# Given instruction
Put each line of the items, from the start through the line containing "x=250, y=940", into a JSON list of strings, one string per line, with blank lines dropped. Leave the pictures out of your answer.

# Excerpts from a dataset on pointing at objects

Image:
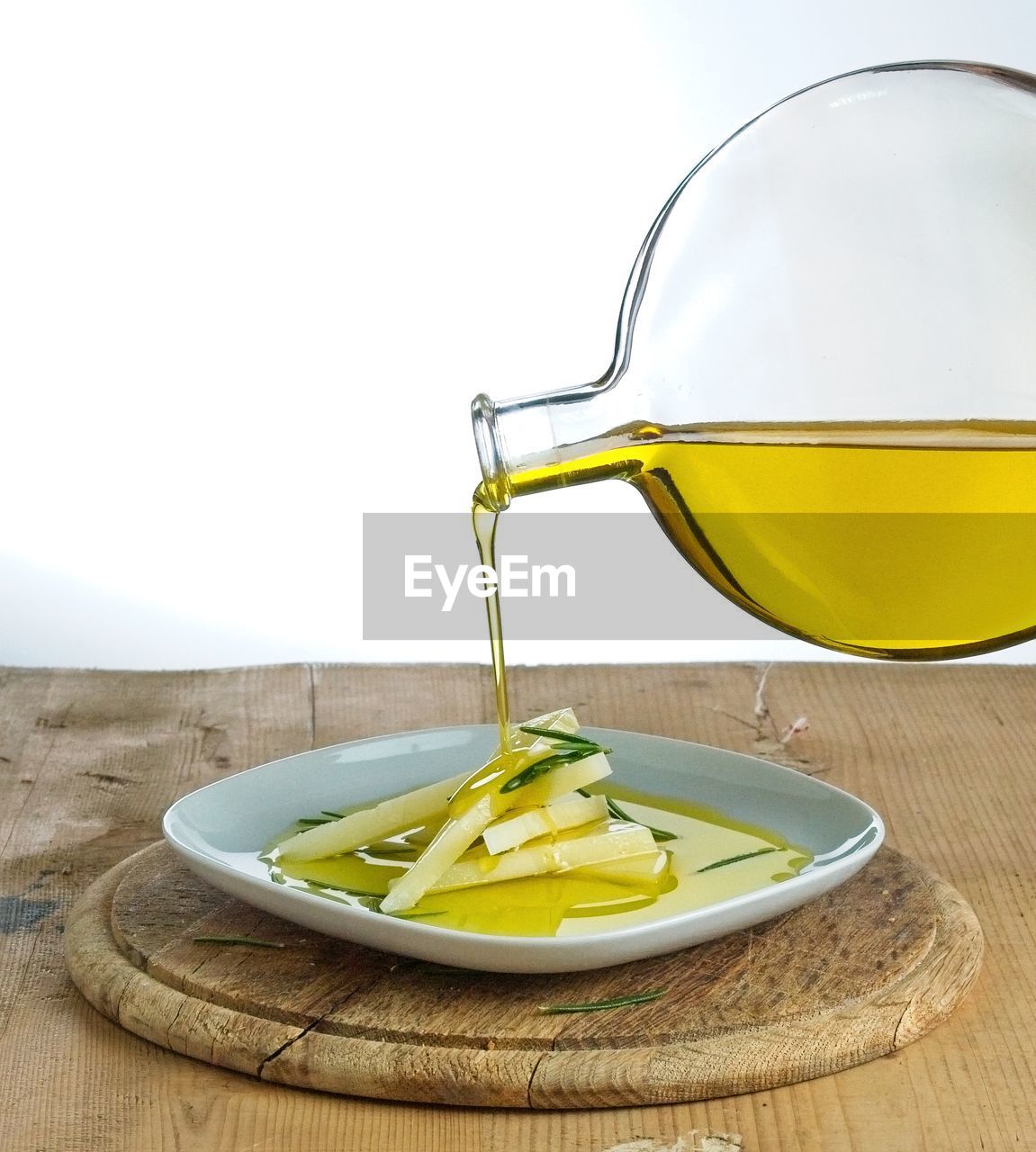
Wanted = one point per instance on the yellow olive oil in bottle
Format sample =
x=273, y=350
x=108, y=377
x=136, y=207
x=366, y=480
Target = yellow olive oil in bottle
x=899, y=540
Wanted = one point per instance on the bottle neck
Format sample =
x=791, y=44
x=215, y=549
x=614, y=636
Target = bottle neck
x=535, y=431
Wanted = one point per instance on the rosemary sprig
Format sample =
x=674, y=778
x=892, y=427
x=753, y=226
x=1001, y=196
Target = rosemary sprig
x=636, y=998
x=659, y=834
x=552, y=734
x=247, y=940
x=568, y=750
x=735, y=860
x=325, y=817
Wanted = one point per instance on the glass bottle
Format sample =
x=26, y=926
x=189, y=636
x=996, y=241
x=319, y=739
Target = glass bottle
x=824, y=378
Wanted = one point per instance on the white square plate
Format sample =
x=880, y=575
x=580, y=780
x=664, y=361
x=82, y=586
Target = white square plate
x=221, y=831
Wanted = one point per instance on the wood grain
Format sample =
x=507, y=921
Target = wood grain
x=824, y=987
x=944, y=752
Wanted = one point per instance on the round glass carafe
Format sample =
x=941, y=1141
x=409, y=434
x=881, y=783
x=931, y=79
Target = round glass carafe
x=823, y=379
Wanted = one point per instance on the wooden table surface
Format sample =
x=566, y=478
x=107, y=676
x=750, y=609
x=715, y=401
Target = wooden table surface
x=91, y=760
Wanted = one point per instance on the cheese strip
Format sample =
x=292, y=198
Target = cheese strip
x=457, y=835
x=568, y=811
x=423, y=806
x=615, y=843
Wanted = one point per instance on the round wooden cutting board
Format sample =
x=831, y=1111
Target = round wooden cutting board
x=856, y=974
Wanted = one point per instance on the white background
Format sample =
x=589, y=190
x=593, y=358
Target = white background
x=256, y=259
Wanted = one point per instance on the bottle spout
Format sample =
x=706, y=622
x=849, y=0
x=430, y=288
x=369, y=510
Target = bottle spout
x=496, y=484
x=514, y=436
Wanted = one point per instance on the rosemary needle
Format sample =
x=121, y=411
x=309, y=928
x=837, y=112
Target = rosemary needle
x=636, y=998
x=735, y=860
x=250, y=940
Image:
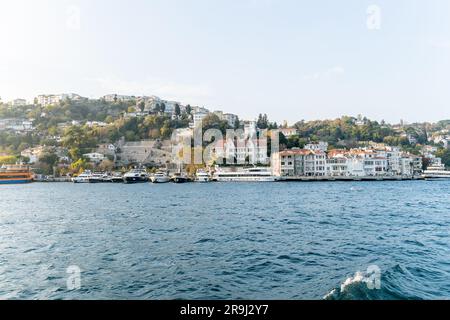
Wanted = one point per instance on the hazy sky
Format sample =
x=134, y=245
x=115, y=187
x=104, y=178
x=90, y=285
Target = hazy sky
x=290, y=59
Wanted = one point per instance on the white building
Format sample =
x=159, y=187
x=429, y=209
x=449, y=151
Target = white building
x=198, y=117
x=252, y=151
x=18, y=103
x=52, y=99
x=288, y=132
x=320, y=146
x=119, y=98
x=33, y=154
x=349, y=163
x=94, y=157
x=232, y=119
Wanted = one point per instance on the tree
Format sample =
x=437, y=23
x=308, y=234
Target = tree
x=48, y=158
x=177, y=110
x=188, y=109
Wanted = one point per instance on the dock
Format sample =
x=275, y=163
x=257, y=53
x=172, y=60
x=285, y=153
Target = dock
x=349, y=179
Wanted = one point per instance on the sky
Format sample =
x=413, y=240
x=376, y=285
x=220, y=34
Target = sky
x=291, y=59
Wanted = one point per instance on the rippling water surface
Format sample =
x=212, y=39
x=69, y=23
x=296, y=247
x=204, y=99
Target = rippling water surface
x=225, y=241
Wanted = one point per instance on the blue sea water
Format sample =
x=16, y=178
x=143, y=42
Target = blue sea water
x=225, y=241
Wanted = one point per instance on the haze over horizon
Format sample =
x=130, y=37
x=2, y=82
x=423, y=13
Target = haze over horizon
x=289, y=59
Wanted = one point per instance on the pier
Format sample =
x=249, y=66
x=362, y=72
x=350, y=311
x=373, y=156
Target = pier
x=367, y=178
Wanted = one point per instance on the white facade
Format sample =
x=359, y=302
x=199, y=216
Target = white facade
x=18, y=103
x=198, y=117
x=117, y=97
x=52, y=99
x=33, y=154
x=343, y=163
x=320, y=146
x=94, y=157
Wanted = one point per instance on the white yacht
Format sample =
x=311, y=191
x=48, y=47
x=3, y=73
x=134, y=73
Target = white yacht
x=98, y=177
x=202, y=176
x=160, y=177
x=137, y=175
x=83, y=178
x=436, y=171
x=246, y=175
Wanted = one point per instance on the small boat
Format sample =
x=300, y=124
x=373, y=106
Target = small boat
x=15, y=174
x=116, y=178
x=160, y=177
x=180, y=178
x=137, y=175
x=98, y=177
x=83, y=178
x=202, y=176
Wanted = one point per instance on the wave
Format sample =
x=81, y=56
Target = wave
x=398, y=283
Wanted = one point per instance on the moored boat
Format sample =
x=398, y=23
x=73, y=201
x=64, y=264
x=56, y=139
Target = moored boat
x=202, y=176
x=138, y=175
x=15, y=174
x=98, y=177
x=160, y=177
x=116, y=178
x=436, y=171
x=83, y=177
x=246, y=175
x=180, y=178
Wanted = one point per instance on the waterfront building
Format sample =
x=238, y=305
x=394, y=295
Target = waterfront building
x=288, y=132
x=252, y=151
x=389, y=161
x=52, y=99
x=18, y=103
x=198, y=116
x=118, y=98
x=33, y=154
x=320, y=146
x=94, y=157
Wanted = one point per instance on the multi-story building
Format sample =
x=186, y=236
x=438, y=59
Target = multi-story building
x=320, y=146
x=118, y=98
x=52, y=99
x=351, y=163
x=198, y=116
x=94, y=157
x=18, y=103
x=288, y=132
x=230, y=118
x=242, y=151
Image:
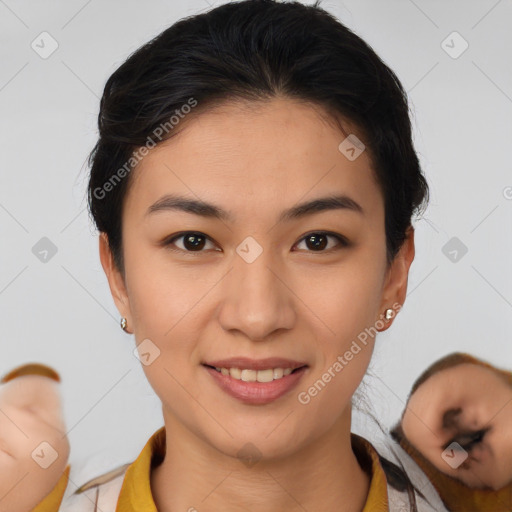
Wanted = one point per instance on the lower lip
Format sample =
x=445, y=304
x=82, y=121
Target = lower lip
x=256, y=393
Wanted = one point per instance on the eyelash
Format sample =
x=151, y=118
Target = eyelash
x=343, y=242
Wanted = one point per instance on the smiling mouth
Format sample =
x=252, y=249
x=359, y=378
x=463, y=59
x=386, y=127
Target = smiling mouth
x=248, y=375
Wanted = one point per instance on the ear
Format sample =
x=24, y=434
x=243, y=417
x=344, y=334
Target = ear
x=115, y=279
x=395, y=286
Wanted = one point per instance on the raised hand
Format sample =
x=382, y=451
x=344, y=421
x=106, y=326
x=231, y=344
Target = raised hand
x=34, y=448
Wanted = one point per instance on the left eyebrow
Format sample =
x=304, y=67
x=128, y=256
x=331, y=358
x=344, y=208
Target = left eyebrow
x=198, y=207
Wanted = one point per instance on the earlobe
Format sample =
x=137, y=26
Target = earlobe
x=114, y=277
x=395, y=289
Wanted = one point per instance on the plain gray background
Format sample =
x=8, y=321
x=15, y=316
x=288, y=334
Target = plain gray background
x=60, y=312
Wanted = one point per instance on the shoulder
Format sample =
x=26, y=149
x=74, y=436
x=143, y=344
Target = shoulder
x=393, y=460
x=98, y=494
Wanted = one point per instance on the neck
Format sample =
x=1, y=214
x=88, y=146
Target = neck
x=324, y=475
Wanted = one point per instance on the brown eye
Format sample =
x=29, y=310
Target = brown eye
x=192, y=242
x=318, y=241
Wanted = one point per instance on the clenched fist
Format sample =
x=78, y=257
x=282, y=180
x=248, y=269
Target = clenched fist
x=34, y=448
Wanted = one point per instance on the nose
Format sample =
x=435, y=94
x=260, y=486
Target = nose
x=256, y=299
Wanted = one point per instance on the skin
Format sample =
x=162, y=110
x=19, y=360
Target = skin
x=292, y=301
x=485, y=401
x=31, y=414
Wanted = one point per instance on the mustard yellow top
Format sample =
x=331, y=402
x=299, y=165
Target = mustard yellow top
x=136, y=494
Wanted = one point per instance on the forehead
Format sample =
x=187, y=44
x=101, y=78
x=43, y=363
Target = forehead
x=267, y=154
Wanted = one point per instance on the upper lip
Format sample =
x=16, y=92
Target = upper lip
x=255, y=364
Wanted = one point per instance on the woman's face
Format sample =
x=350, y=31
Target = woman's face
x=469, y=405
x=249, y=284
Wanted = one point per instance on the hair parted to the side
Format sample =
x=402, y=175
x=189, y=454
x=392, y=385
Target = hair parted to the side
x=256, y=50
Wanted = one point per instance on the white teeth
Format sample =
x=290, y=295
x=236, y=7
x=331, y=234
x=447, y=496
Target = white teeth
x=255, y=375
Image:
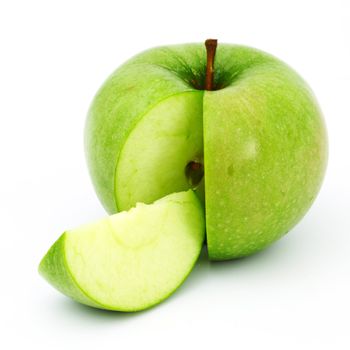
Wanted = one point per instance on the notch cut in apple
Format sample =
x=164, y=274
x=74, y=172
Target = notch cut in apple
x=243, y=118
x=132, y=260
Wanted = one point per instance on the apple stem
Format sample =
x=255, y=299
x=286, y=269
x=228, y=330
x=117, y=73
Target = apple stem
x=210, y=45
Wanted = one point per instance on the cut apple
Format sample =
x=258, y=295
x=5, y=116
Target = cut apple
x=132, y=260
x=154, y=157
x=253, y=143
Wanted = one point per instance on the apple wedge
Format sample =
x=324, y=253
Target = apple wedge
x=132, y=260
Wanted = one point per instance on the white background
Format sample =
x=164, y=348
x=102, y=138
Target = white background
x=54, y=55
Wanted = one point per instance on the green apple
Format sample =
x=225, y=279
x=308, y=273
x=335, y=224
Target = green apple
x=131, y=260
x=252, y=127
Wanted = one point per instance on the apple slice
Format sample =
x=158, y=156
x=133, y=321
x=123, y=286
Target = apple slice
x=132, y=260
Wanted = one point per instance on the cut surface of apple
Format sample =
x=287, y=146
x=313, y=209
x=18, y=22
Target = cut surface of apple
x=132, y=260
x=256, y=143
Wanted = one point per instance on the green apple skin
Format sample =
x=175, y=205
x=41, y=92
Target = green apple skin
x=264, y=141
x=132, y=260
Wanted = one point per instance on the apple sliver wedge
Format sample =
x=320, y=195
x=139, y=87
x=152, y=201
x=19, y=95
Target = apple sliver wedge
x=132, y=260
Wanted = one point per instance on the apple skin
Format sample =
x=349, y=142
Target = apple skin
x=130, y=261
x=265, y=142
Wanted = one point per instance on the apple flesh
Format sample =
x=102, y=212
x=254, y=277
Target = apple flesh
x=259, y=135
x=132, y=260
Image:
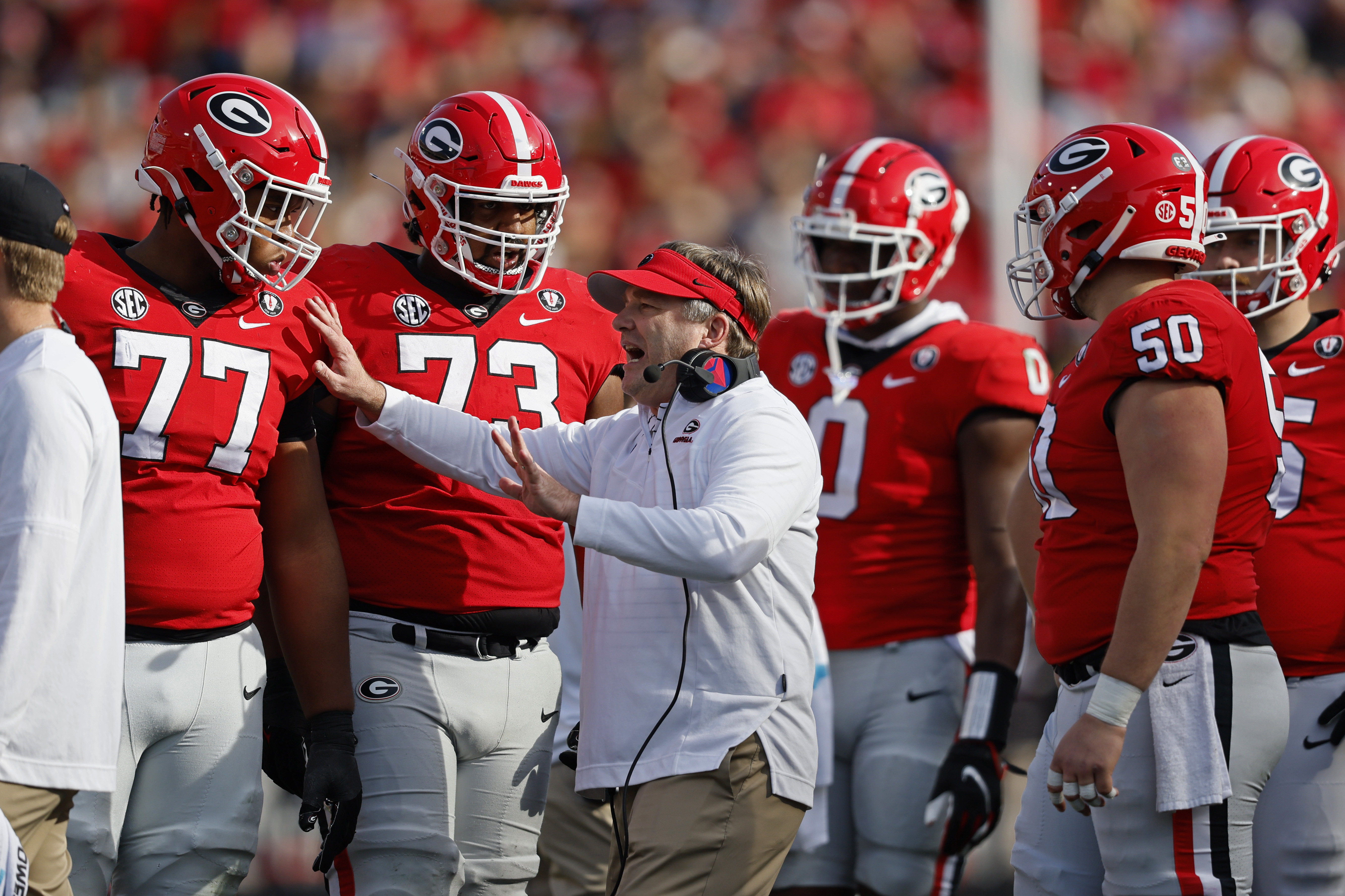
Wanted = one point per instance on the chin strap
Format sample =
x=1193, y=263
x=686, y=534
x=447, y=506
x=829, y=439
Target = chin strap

# Answer to the exercise
[
  "Image:",
  "Wanted = one point per instance on the yellow olive oil in bottle",
  "Format sample =",
  "x=273, y=350",
  "x=108, y=377",
  "x=136, y=207",
  "x=366, y=480",
  "Target = yellow olive oil in bottle",
  "x=899, y=540",
  "Wanted = one point per instance on the bottle neck",
  "Format sample =",
  "x=791, y=44",
  "x=215, y=549",
  "x=614, y=636",
  "Target = bottle neck",
  "x=535, y=431",
  "Wanted = one point per instance on the rosemary sprig",
  "Format sample =",
  "x=674, y=778",
  "x=892, y=427",
  "x=753, y=226",
  "x=1001, y=196",
  "Target = rosemary sprig",
  "x=636, y=998",
  "x=659, y=834",
  "x=552, y=734",
  "x=247, y=940",
  "x=568, y=750",
  "x=735, y=860",
  "x=325, y=817",
  "Wanted = one point per instance on the glass bottle",
  "Format sample =",
  "x=26, y=926",
  "x=189, y=636",
  "x=996, y=241",
  "x=319, y=739",
  "Target = glass bottle",
  "x=824, y=378",
  "Wanted = one point per instance on the white square plate",
  "Format sample =",
  "x=880, y=575",
  "x=580, y=780",
  "x=664, y=361",
  "x=82, y=586",
  "Target = white square plate",
  "x=221, y=831",
  "Wanted = one point per instance on the wood grain",
  "Format sample =",
  "x=507, y=921",
  "Target = wood grain",
  "x=824, y=987",
  "x=944, y=752",
  "Wanted = one point per instance on the round glass carafe",
  "Format sample =",
  "x=941, y=1141",
  "x=409, y=434",
  "x=881, y=783",
  "x=931, y=79",
  "Target = round glass carafe",
  "x=823, y=379",
  "Wanted = one point per instance on the wooden table surface",
  "Format sample =",
  "x=566, y=478",
  "x=107, y=676",
  "x=750, y=609",
  "x=715, y=401",
  "Target = wooden table surface",
  "x=91, y=760",
  "Wanted = one point per instance on the cheese strip",
  "Format sample =",
  "x=292, y=198",
  "Target = cheese strip",
  "x=457, y=835",
  "x=568, y=811",
  "x=423, y=806",
  "x=615, y=843",
  "Wanted = one point per instance on the round wooden cutting board",
  "Format sample =",
  "x=831, y=1111",
  "Target = round wooden cutting board",
  "x=856, y=974",
  "Wanted = one point per instance on the white background",
  "Format sample =",
  "x=589, y=190",
  "x=593, y=358",
  "Target = white background",
  "x=256, y=259",
  "Wanted = one point per instance on the bottle spout",
  "Format sample =",
  "x=706, y=622",
  "x=849, y=0",
  "x=430, y=288",
  "x=369, y=510",
  "Target = bottle spout",
  "x=496, y=484",
  "x=514, y=436",
  "Wanted = one point per instance on the rosemary needle",
  "Format sample =",
  "x=121, y=411",
  "x=309, y=928",
  "x=837, y=112",
  "Target = rosemary needle",
  "x=636, y=998",
  "x=735, y=860",
  "x=250, y=940"
]